◆ Tasks and exercises:
(A) Can you retype the combustible dust article word for word, starting with "Archive for the" and going on through "injured another 718."?
(B) Could you continue the article on the coming OSHA combustible dust standard from the point where it stops?

◆ Source passage:
>>>

Archive for the 'Featured Article' Category

OSHA Combustible Dust Standard on the Horizon – What Every Industry Should Know

This article appeared in the November issue of Dixie Contractor

By Nicole F. Soto

Combustible dust, it is not the most glamorous of topics but it is an important one. Why is it important? It is important because between 1980 and 2005, combustible dust incidents claimed the lives of 119 workers and injured another 718.

There is a common misconception that combustible dust hazards primarily affect the grain handling industry. That is simply untrue. Combustible dust hazards exist in many industries and manufacturing processes including: food (e.g., candy, starch, flour, feed), plastics, wood, rubber, furniture, textiles, pesticides, pharmaceuticals, dyes, coal, metal (e.g., aluminum, chromium, iron, magnesium, and zinc), and fossil fuel power generation. The handling and processing of these materials can generate very small particles.  These small particles are so light that they easily become airborne.  Once airborne, the particles settle on surfaces, inside crevices, and even inside the ventilation system.  It takes a little more than 1/32 of an inch of accumulation over five percent of a room’s surface area to create a combustible dust explosion hazard.  If disturbed, the accumulation can create a potentially explosive dust cloud.

The elements of a combustible dust explosion are fairly straight forward.  You start with the traditional fire triangle of fuel, heat, and oxygen. The combustible dust acts as the fuel source. Heat generated from equipment can provide the ignition source. And the oxygen comes from the air around us.  Now if you take the fire triangle and you add to it a dust cloud in a confined space, you have a recipe for a potentially catastrophic combustible dust explosion.  More information concerning facility dust hazard assessment, dust control, ignition control, damage control, and training can be found on the OSHA website in its Safety and Health Information Bulletin on Combustible Dust in Industry: Preventing and Mitigating the Effects of Fire and Explosions.

Currently, OSHA does not have a comprehensive standard that addresses combustible dust hazard. However, that is about to change. OSHA has initiated rulemaking to create a comprehensive standard to control the risk of combustible dust explosions industry wide.  Beginning this month, OSHA will begin its small business review of a combustible dust standard.  The purpose of the small business review is to estimate the proposed rule’s economic impact on small businesses.

The small business review panel will evaluate comments from small business representatives, review the proposed rule, and review the analysis prepared by OSHA.  Thereafter, the proposed rule will be published along with the panel’s report in the Federal Register.  Once the proposed rule is published in the Federal Register, it will be open for comments from the general public.  Any comments submitted must be considered by OSHA.  In this regard, if you believe that your small business may be adversely impacted by the proposed regulation, it is important that you file a comment with the Small Business Administration Ombudsman.  For more information on commenting on enforcement action, please visit the OSHA website on the Small Business Regulatory Enforcement Fairness Act (SBREFA).

<<<

◆ Source material:

>>>

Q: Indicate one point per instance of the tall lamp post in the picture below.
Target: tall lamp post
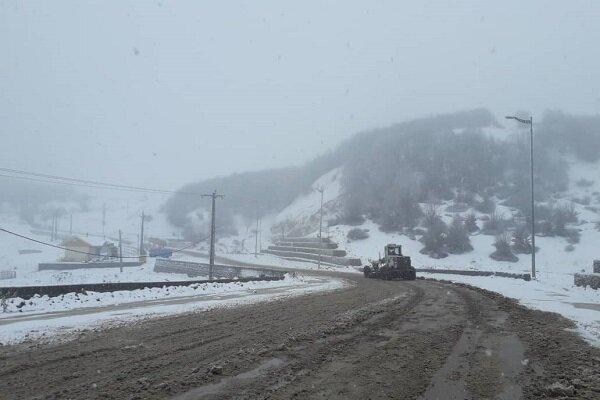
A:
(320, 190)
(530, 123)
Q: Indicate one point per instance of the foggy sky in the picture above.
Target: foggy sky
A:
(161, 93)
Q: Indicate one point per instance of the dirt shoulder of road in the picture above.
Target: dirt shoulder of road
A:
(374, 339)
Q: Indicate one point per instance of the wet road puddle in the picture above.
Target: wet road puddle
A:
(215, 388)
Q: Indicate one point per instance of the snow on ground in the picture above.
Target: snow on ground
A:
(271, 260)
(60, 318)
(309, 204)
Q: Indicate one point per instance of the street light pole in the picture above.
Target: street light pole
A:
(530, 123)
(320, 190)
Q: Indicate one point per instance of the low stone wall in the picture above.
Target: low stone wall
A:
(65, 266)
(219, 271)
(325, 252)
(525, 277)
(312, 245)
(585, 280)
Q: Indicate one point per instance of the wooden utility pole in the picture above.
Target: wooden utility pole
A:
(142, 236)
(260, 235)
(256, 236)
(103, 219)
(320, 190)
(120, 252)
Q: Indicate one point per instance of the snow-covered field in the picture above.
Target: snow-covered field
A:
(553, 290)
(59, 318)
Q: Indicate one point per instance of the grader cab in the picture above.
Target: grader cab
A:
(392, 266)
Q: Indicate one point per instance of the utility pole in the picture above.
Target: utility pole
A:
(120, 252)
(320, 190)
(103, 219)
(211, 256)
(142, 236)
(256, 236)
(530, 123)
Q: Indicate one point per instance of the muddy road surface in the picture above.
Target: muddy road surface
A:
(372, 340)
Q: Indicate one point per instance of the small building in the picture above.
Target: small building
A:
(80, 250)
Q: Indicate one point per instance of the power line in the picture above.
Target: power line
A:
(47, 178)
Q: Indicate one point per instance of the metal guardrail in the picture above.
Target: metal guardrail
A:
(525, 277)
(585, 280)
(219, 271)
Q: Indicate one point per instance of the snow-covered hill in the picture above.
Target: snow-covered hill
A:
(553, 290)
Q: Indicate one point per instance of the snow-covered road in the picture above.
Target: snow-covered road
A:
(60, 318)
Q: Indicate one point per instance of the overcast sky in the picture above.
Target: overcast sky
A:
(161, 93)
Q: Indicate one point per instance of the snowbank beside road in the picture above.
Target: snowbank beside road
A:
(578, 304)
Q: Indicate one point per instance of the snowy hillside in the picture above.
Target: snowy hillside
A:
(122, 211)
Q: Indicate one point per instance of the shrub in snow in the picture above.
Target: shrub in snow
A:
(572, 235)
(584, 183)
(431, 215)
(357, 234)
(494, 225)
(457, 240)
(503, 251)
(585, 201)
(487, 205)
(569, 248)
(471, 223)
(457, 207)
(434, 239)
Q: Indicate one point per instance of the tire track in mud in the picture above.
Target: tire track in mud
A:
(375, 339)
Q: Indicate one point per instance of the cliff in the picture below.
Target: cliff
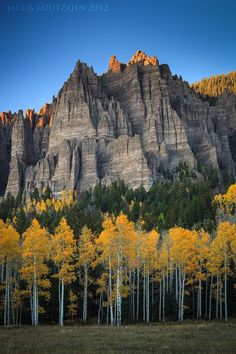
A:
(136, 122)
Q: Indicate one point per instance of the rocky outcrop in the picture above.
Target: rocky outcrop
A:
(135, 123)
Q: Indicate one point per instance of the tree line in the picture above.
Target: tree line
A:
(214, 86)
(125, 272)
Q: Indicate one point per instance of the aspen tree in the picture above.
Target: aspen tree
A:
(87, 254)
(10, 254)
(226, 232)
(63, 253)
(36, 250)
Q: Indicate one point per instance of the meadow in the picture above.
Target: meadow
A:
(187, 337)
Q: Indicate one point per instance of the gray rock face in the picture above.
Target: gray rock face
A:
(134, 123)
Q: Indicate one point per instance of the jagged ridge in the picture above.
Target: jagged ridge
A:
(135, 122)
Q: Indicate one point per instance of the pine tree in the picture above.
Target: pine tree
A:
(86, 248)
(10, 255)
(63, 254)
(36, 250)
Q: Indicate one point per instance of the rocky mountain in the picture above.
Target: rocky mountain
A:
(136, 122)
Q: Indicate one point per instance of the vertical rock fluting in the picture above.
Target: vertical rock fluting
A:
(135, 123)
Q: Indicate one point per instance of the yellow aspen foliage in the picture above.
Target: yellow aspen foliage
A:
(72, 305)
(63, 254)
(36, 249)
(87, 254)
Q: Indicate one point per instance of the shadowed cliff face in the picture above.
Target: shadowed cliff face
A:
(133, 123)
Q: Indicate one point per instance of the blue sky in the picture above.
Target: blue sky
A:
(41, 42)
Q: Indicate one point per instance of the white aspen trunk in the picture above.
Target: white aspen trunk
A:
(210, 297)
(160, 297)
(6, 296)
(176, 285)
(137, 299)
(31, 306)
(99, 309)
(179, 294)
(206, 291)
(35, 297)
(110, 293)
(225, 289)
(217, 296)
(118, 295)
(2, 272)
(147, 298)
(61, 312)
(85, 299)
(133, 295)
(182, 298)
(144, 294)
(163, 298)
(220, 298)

<<<
>>>

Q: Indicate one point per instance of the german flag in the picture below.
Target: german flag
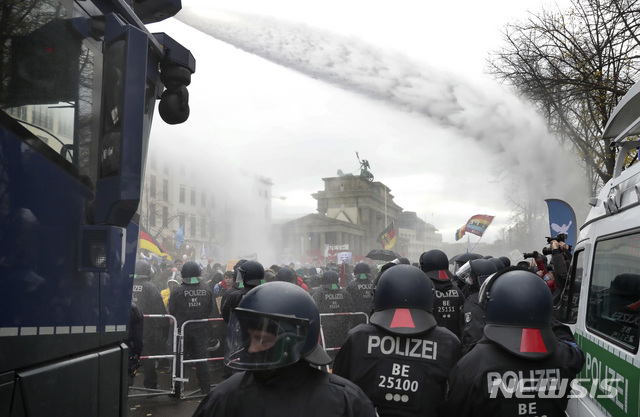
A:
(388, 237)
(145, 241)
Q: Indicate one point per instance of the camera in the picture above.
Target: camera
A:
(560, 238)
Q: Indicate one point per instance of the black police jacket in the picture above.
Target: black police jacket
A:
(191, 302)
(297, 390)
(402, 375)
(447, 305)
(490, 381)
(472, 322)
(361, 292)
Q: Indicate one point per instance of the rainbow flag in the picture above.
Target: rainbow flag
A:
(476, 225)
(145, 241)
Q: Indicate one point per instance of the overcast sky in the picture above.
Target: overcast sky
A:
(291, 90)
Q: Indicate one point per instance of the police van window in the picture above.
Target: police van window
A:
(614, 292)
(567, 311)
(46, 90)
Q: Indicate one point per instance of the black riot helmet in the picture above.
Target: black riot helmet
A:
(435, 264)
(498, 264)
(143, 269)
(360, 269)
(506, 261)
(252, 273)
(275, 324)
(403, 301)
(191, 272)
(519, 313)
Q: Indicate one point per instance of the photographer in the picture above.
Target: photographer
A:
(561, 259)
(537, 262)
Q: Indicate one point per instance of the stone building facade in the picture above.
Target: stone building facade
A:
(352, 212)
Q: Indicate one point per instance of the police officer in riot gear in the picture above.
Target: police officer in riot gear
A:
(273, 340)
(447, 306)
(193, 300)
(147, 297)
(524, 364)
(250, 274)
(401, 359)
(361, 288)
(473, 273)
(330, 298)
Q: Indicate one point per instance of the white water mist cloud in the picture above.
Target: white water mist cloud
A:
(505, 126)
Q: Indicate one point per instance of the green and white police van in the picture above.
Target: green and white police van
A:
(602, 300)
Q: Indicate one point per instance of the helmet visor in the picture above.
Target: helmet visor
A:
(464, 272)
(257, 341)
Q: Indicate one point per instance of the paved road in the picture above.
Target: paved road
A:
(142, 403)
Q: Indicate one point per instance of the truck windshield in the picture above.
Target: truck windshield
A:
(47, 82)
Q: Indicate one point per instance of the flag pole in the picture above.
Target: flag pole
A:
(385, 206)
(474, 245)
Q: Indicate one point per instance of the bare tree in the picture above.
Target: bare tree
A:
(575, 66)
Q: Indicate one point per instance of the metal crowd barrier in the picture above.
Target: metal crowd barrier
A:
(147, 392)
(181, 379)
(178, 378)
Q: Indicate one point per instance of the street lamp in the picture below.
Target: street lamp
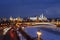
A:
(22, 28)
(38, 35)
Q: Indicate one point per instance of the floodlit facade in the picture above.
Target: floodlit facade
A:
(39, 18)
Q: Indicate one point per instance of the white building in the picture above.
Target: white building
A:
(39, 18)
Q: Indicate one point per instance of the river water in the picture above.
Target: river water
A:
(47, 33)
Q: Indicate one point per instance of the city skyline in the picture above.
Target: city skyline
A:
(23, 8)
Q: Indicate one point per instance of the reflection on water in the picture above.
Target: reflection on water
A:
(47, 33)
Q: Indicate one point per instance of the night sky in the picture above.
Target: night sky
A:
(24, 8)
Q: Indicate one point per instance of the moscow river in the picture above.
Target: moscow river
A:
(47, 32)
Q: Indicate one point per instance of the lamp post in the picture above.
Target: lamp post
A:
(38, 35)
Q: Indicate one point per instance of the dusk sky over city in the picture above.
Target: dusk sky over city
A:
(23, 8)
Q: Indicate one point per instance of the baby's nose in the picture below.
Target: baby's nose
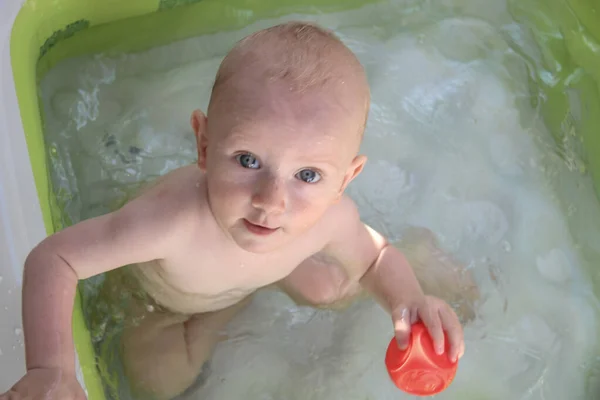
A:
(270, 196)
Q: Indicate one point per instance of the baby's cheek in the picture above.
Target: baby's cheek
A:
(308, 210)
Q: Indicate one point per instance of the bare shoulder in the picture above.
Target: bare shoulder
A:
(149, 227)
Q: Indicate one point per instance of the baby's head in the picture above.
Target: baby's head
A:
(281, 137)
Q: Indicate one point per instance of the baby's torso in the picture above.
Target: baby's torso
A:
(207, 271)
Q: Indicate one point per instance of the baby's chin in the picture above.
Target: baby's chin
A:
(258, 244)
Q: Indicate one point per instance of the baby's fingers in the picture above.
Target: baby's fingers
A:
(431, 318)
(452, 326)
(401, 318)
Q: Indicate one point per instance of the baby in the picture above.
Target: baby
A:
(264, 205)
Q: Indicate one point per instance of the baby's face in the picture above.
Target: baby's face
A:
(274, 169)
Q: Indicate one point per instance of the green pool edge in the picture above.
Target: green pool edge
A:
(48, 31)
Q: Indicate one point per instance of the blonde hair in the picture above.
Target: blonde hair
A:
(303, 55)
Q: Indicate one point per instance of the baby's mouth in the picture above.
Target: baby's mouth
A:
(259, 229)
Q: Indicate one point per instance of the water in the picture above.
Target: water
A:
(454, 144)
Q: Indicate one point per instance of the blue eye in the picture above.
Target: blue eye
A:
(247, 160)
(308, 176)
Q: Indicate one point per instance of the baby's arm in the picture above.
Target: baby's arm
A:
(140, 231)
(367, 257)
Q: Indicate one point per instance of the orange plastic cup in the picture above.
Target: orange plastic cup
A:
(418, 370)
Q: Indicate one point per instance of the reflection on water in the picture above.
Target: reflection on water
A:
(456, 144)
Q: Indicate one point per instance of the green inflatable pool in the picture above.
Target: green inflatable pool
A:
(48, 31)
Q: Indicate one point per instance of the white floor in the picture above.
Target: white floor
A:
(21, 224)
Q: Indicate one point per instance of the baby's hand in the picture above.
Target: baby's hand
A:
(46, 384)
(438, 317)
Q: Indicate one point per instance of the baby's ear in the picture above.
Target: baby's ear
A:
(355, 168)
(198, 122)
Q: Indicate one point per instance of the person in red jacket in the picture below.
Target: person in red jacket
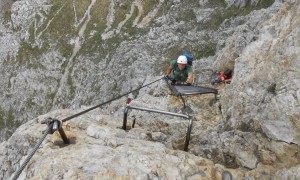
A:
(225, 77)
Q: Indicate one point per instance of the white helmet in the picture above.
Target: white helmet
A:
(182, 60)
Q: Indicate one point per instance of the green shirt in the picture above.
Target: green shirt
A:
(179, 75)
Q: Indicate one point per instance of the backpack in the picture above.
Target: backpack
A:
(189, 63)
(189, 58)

<<<
>>>

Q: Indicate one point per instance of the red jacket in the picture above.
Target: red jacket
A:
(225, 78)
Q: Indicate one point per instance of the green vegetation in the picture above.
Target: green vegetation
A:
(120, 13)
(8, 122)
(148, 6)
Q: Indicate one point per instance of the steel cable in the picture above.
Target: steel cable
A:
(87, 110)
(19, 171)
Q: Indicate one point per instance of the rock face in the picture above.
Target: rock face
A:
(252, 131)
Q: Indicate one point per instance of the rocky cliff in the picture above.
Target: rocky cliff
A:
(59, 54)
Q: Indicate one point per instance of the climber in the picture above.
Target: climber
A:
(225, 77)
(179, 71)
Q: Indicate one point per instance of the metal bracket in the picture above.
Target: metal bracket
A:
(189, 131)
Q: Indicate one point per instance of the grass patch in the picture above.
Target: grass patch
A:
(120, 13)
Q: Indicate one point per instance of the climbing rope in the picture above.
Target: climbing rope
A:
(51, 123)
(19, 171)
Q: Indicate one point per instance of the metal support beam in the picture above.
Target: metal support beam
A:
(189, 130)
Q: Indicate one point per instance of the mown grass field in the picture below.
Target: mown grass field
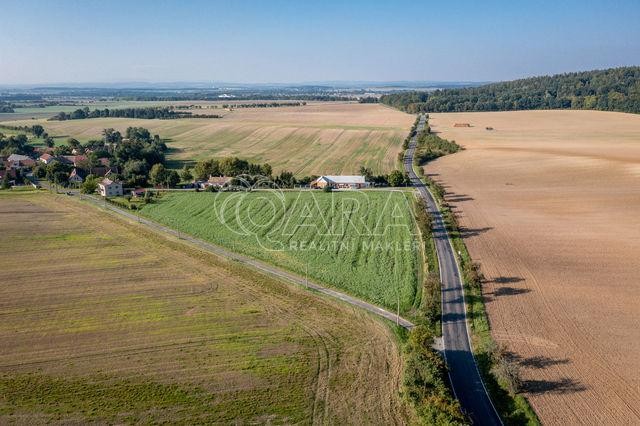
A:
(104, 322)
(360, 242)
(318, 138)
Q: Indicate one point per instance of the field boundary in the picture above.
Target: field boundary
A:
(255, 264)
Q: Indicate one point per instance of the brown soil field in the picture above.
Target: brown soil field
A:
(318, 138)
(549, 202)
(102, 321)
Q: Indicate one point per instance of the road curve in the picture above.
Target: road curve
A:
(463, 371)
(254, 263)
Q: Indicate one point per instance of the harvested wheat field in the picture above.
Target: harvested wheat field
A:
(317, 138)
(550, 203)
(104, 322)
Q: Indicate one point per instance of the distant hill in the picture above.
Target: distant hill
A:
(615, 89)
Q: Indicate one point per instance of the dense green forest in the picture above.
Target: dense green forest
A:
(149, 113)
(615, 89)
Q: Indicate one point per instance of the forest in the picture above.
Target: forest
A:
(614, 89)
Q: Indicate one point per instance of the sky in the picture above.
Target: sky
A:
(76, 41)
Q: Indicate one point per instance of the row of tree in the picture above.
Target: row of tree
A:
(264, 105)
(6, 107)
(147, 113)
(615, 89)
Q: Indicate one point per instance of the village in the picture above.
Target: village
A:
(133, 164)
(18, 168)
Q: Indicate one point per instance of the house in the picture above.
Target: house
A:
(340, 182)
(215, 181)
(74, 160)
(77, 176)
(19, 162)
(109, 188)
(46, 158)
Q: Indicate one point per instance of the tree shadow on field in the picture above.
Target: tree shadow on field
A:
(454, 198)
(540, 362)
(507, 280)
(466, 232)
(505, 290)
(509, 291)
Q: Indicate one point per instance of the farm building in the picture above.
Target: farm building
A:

<<<

◆ Results in order:
(A)
Archive for the 'Featured Article' Category

OSHA Combustible Dust Standard on the Horizon – What Every Industry Should Know

This article appeared in the November issue of Dixie Contractor

By Nicole F. Soto

Combustible dust, it is not the most glamorous of topics but it is an important one. Why is it important? It is important because between 1980 and 2005, combustible dust incidents claimed the lives of 119 workers and injured another 718.

(B)
Although beyond the scope of this article, it is important to note that despite the lack of a specific OSHA combustible dust hazard, OSHA may nevertheless cite employers for combustible dust hazards under the General Duty Clause, Section 5(a)(1) of the Occupational Safety and Health Act of 1970. In fact, OSHA has issued citations for combustible dust hazards in over 200 inspections since 1980. Unfortunately, enforcement under the General Duty Clause is reactive in that the citations are issued in response to an accident. Conversely, the impending proposed combustible dust standard will be aimed at prevention. A similar preventative standard established for the grain handling industry has significantly reduced the occurrence of explosions within the grain industry and has significantly mitigated their effects.

This article relied heavily on the U.S. Chemical Safety and Hazard Investigation Board (“CSB”) Investigation Report, Report No. 2006-H-1, Combustible Dust Hazard Study. The Combustible Dust Hazard Study contains a wealth of information on dust explosions basics, the CSB investigations of dust explosions, combustible dust incident data, and hazard communication and prevention.  The Combustible Dust Hazard Study also contains information on the National Fire Protection Association’s two principal voluntary consensus standards to prevent and control dust explosion risks, which are NFPA 654 (Standard for the Prevention of Fire and Dust Explosions from the Manufacturing, Processing, and Handling of Combustible Particulate Solids–2006) and NFPA 484 (Standard for Combustible Metals–2006).

 

Nicole Soto is an attorney in the Tampa office of Burr & Forman LLP.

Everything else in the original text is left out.